### To-do list
1) Decide whether each statement about the XGBoost notebook code agrees with it, and quote the words that settle each one: (a) the grid search uses five-fold cross-validation; (b) the parameter grid tries max_depth values of 3, 5 and 7; (c) the pipeline scales features with MinMaxScaler.
2) Carry on the XGBoost notebook code past its final line.

### Page

Best parameters:  {'random_forest__max_depth': None, 'random_forest__n_estimators': 300}
Best score:  0.40807083518028264


## Using xgBoost Model:

In [24]:
import xgboost as xgb


model_pipeline_xg = Pipeline([
    ('scaler', StandardScaler()),
    ('xgboost', xgb.XGBRegressor())
])


param_grid_xg = {
    'xgboost__n_estimators': [100, 200, 300], 
    'xgboost__max_depth': [3, 5, 7]  
}


grid_search_xg = GridSearchCV(model_pipeline_xg, param_grid_xg, cv=5)

# Preprocessing step
df = pd.read_csv("/content/drive/MyDrive/train_dataset.csv")

y = df['Total_Poids']
y =  scaler.fit_transform(y.values.reshape(-1, 1)).ravel()

X=df.drop('Total_Poids', axis=1)
X_preprocessed = preprocessing_pipeline.fit_transform(X)


# Model training step
grid_search_xg.fit(X_preprocessed, y)

print("Best parameters: ", grid_search_xg.best_params_)
print("Best score: ", grid_search_xg.best_score_)

(Dataset records on object locations)

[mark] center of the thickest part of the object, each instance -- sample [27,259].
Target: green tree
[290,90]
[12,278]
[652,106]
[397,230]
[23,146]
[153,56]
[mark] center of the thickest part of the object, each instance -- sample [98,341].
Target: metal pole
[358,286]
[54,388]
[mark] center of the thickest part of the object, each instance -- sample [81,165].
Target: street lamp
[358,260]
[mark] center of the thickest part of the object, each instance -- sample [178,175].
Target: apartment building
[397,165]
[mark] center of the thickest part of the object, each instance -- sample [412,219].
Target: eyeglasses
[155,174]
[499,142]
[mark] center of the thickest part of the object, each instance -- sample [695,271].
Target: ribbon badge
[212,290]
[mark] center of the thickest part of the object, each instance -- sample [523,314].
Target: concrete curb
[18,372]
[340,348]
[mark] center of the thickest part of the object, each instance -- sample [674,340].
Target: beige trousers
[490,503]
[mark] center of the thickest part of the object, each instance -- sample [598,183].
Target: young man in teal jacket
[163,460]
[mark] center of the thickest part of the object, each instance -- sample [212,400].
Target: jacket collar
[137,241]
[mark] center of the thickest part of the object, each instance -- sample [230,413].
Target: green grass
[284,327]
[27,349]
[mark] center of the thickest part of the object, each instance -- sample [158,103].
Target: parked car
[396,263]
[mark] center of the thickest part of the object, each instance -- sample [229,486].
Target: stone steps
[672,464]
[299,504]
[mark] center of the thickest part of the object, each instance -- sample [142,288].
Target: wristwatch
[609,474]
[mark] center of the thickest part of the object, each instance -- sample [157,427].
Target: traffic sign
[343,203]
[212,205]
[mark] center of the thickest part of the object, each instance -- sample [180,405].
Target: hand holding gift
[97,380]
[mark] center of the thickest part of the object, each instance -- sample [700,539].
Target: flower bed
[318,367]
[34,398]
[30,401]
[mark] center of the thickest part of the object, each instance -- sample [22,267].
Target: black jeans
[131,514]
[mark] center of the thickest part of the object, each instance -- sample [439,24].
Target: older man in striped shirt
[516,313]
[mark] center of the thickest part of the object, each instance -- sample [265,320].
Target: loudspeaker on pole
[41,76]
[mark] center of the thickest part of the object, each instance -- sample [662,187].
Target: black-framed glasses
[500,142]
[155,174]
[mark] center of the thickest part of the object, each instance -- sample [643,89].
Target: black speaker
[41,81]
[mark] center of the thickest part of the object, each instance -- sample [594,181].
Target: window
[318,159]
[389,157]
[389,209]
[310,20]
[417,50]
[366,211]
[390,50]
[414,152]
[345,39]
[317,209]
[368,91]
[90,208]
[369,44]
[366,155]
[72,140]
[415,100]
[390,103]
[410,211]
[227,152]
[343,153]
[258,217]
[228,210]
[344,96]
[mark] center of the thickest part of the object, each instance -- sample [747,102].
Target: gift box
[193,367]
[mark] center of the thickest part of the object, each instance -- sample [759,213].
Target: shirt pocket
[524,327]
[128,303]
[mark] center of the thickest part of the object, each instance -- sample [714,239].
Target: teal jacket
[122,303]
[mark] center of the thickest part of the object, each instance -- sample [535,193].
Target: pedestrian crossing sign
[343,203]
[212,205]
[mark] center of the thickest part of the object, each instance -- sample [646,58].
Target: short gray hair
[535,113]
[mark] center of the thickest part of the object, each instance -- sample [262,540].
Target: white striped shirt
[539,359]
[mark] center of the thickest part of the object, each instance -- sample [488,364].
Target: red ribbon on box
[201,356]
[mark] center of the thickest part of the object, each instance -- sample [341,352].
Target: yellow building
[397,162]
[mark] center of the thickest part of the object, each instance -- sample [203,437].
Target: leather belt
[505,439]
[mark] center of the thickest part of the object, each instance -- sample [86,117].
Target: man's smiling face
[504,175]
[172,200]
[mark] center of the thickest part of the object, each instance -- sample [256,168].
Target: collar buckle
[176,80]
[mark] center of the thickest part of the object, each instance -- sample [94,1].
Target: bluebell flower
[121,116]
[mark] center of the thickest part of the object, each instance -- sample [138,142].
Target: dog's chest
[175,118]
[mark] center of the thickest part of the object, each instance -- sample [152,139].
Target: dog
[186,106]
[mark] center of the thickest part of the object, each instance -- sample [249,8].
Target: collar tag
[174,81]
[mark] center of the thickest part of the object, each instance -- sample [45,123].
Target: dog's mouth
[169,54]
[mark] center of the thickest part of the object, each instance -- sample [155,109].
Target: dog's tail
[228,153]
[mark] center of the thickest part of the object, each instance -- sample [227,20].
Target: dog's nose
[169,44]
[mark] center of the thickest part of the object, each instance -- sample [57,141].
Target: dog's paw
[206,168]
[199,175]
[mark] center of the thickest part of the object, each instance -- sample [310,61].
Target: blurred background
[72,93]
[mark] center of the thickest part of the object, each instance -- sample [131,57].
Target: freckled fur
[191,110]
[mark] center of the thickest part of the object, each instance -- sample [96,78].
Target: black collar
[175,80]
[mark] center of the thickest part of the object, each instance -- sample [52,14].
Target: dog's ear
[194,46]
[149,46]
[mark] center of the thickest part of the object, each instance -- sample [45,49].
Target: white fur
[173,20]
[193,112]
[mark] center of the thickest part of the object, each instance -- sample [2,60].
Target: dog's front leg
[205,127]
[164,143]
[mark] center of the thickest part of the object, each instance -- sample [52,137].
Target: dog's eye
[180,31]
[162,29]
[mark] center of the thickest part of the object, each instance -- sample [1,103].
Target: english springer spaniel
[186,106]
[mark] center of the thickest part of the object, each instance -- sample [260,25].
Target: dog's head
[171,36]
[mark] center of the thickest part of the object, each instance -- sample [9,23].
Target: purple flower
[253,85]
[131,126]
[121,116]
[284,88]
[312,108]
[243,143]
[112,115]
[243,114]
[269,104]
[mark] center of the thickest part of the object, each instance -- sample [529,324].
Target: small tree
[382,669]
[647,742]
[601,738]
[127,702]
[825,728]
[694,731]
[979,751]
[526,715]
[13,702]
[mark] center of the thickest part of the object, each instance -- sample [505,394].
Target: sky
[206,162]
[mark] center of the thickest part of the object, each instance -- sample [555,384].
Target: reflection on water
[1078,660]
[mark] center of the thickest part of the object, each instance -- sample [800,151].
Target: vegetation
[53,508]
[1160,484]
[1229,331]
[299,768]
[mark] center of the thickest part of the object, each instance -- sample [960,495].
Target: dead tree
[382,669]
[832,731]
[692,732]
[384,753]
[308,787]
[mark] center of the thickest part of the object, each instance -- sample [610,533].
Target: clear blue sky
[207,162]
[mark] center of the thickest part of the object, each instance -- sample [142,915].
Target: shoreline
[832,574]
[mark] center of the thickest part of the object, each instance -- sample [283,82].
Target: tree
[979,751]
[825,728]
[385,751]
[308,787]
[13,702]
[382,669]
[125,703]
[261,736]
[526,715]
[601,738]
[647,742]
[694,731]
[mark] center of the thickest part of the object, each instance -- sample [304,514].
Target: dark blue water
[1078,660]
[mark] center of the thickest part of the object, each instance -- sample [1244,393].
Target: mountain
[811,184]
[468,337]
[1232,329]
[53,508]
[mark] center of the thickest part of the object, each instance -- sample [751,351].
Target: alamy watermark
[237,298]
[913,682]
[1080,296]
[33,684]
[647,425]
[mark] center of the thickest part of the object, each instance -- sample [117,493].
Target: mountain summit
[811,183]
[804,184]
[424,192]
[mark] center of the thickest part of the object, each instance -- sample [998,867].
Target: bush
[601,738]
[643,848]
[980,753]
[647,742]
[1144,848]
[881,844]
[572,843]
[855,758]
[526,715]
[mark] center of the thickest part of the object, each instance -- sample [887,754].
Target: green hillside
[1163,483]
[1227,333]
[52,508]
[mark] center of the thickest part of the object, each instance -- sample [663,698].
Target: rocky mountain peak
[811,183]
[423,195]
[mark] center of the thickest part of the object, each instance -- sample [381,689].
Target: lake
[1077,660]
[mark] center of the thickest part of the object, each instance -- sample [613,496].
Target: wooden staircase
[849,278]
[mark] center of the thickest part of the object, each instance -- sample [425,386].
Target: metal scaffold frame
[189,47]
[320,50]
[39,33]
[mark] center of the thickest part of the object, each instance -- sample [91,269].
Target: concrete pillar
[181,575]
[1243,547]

### Results by task
1)
(a) Yes: "GridSearchCV(model_pipeline_xg, param_grid_xg, cv=5)"
(b) Yes: "'xgboost__max_depth': [3, 5, 7]"
(c) No: "('scaler', StandardScaler())"

2)
Best parameters:  {'xgboost__max_depth': 3, 'xgboost__n_estimators': 100}
Best score:  0.3722104248788488


### Test New Dataset using SVR():

In [25]:
from sklearn.metrics import mean_squared_error
# Read the test dataset
df_test = pd.read_csv('/content/drive/MyDrive/test_dataset.csv')
X_test=df_test.drop('Total_Poids', axis=1)
y_test = df_test['Total_Poids']

y_test = scaler.transform(y_test.values.reshape(-1, 1))
# Preprocessing for test data
X_test_preprocessed = preprocessing_pipeline.fit_transform(X_test)

# Model prediction
y_test_pred = grid_search_svr.predict(X_test_preprocessed)

# Calculate mean squared error (MSE)

mse = mean_squared_error(y_test, y_test_pred)
print("Mean Squared Error (MSE): ", mse)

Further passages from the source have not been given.